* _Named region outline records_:
* * * * * * *

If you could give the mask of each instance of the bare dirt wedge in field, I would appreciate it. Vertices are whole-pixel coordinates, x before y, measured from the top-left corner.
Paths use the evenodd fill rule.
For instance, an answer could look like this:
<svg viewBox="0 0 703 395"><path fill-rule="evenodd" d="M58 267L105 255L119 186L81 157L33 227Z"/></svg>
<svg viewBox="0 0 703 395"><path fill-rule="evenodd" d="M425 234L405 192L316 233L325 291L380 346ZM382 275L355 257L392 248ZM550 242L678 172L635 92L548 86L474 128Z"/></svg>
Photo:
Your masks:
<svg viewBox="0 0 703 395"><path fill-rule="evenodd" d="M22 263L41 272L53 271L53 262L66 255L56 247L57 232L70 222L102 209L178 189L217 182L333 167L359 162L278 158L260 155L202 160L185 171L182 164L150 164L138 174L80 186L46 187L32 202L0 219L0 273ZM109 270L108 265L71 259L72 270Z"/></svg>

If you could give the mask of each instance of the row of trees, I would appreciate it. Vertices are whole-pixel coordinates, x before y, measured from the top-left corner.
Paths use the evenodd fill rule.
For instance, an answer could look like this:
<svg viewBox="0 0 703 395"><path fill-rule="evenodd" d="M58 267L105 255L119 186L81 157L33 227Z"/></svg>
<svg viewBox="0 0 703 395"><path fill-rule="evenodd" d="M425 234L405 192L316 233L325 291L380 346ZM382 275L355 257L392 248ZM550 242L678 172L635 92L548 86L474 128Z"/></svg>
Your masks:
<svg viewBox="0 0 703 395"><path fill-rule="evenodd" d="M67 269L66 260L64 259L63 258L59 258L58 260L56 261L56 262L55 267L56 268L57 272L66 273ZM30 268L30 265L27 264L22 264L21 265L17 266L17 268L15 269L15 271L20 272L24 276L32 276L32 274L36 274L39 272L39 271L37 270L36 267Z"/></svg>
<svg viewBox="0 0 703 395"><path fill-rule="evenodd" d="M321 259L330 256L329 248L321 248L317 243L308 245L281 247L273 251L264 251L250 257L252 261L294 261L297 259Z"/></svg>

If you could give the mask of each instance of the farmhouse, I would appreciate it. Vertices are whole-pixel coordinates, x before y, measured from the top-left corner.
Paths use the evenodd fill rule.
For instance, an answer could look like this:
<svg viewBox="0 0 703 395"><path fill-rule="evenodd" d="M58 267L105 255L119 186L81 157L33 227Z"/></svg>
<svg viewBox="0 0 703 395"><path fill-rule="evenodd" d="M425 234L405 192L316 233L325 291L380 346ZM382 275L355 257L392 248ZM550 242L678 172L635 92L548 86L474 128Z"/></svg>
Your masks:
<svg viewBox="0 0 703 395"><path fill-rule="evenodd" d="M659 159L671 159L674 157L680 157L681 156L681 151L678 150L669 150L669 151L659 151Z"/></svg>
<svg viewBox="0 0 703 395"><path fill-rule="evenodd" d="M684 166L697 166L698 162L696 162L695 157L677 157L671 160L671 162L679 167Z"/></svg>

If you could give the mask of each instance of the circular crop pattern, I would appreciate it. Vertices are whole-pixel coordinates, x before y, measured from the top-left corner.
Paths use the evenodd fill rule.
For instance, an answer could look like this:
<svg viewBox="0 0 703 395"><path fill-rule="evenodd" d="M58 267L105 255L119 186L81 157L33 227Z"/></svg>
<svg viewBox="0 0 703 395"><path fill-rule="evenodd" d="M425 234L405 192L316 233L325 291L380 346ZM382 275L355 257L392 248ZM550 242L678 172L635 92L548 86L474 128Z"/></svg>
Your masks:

* * * * * * *

* _What the task asks_: Copy the records word for word, from their first line through the line that contains "263L41 272L53 271L53", including both of those lines.

* _Reply to the exercise_:
If you could give the mask of each instance of the bare dirt wedge in field, I would appreciate it. Vertices are whole-pixel coordinates, x before y, measured from the top-left corner.
Paths use the evenodd fill rule.
For instance, an answer could look like this:
<svg viewBox="0 0 703 395"><path fill-rule="evenodd" d="M58 267L105 255L119 186L81 157L33 227Z"/></svg>
<svg viewBox="0 0 703 395"><path fill-rule="evenodd" d="M425 234L405 192L316 233L325 291L380 346ZM382 275L355 257L392 248ZM550 242L678 172L635 92L548 86L474 128Z"/></svg>
Photo:
Your masks:
<svg viewBox="0 0 703 395"><path fill-rule="evenodd" d="M22 263L41 272L53 271L53 262L66 255L56 247L57 232L70 222L102 209L178 189L217 182L333 167L359 162L278 158L260 155L202 160L185 171L182 164L150 164L138 174L80 186L46 187L32 202L0 219L0 273ZM109 270L108 265L71 259L72 270Z"/></svg>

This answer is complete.